**TASK BRIEF**.
In the part that opens with the line containing "point: park walkway" and closes with the line containing "column 63, row 9", substitute "widest part" for every "thickest part" and give back only those lines, with nothing else changed.
*** EXTRACTED RECORDS
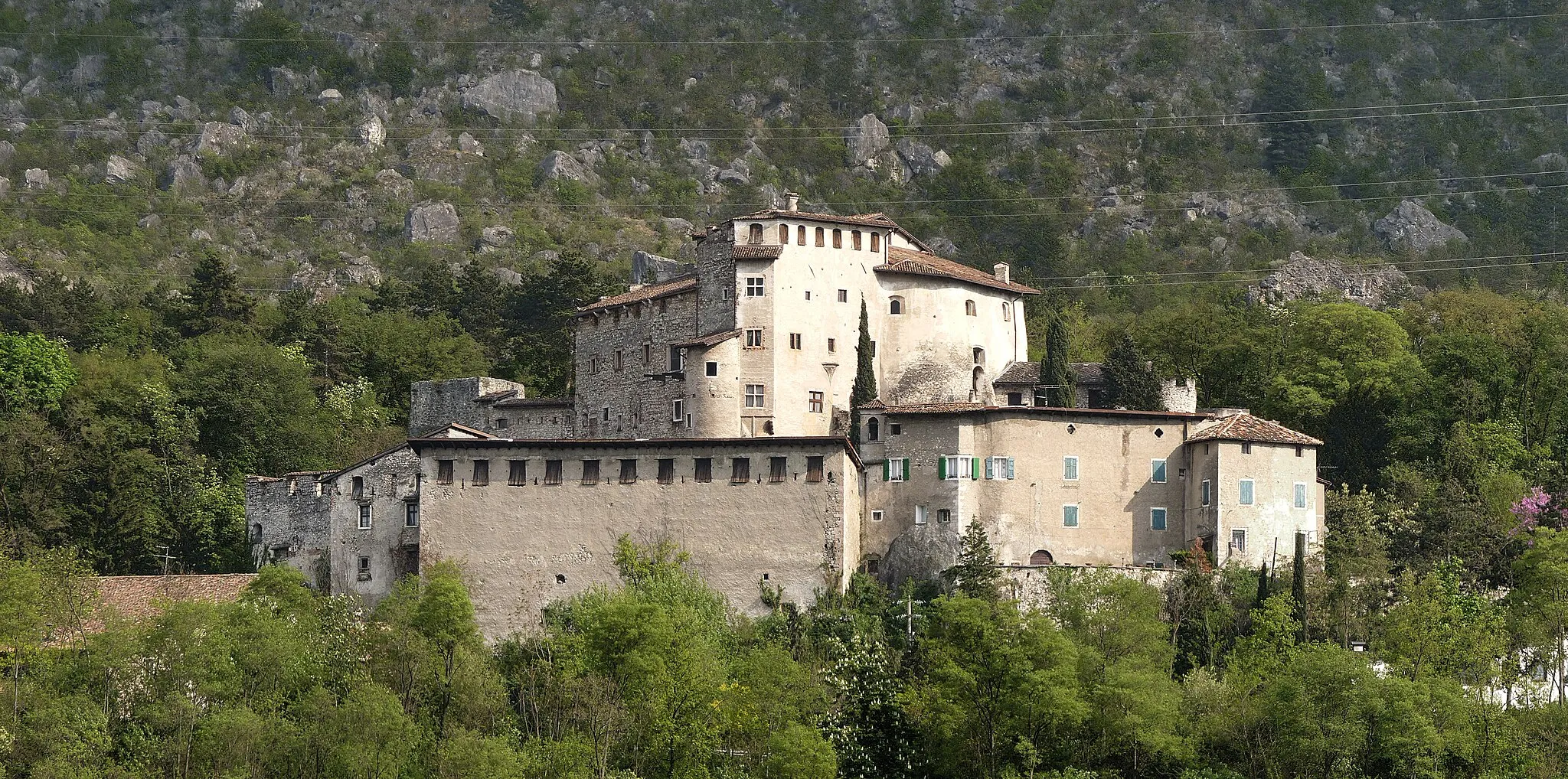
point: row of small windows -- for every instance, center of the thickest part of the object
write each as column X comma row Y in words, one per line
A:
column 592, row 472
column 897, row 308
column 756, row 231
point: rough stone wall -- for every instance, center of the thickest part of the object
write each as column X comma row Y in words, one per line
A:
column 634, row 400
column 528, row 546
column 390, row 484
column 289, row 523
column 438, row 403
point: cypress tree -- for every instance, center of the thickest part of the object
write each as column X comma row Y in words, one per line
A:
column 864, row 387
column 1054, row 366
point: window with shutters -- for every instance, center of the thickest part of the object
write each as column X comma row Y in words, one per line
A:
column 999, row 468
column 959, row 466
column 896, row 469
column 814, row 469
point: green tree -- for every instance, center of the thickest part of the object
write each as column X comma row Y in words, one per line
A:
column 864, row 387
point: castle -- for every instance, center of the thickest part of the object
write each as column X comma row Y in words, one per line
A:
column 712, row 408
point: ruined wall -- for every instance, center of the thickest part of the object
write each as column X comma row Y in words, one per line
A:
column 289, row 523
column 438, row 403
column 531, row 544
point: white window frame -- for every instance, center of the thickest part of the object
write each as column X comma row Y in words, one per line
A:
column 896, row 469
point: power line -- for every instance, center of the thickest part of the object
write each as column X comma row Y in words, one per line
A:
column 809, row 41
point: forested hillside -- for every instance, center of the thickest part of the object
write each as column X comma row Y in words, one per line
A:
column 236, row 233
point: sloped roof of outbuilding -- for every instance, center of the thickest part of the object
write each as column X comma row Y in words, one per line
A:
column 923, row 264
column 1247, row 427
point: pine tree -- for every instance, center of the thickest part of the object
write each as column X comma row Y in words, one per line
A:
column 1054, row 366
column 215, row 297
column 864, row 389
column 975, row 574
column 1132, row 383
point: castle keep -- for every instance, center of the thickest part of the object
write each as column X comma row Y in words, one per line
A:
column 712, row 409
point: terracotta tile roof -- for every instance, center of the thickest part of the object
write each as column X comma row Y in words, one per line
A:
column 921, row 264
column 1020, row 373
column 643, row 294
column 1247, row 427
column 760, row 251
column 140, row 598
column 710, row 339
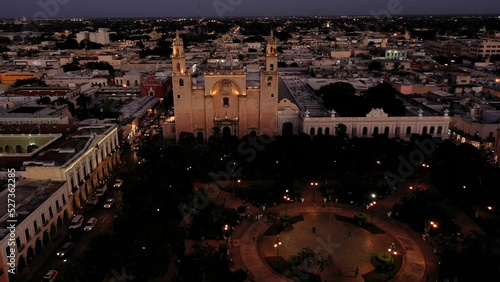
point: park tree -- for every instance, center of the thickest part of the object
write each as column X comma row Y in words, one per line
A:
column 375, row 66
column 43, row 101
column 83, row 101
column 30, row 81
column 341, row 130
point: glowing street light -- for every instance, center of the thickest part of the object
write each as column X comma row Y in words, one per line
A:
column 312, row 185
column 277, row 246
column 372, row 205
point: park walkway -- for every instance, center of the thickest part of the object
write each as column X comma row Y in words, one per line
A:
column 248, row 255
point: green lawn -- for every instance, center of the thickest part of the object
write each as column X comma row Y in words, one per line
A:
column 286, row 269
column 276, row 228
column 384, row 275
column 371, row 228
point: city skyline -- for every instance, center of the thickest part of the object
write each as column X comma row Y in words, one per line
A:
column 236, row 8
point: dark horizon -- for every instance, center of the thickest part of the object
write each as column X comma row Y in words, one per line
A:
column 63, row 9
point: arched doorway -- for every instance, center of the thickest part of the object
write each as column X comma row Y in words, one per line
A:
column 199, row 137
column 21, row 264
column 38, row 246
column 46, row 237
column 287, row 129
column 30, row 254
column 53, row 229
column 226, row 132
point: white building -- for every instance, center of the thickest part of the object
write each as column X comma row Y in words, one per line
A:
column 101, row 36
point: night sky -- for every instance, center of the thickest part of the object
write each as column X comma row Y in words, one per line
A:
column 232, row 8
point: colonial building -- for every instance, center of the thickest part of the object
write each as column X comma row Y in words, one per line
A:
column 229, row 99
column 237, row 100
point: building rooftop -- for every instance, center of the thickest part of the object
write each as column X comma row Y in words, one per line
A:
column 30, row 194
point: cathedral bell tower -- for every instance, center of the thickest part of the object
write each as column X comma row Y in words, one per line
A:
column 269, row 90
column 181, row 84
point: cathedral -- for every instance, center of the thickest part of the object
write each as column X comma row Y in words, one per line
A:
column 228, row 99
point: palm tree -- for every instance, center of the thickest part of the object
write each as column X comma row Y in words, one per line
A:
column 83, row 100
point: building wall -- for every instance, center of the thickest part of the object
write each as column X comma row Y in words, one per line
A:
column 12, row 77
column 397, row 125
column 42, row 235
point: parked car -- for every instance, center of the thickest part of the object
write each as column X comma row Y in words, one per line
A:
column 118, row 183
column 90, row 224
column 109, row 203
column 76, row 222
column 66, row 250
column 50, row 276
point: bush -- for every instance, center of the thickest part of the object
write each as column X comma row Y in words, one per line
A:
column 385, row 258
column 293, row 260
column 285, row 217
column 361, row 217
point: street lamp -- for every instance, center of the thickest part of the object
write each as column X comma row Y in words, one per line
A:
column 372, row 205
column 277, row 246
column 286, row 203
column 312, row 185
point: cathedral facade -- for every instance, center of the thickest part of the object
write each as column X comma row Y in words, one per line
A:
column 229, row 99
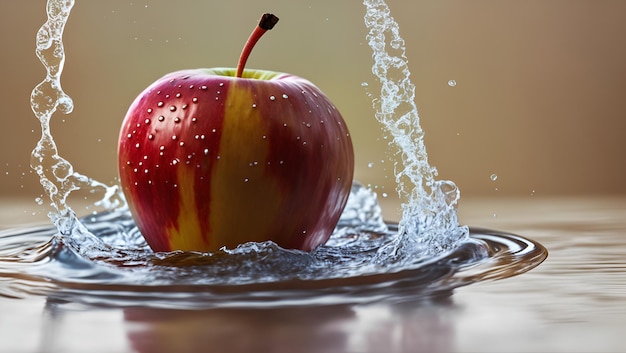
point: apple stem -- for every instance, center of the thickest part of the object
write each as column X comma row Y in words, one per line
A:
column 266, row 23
******
*** EXTRACTED RECORDS
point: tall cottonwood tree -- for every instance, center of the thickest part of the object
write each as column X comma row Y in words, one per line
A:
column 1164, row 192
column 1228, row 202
******
**PROBLEM SOLUTION**.
point: park walkway -- for every instance, center of the widest part of the object
write each as column X comma row Y in words, one per line
A:
column 248, row 255
point: green lawn -- for every instance, center of the widest part of the object
write each as column X comma row Y in words, one per line
A:
column 286, row 269
column 276, row 228
column 384, row 275
column 371, row 228
point: city skyline -- for every instance, center of the widest part of the object
write each as column X comma row Y in words, one per line
A:
column 236, row 8
point: dark horizon -- for every instance, center of the widest part of the object
write each as column X comma row Y in words, one per line
A:
column 63, row 9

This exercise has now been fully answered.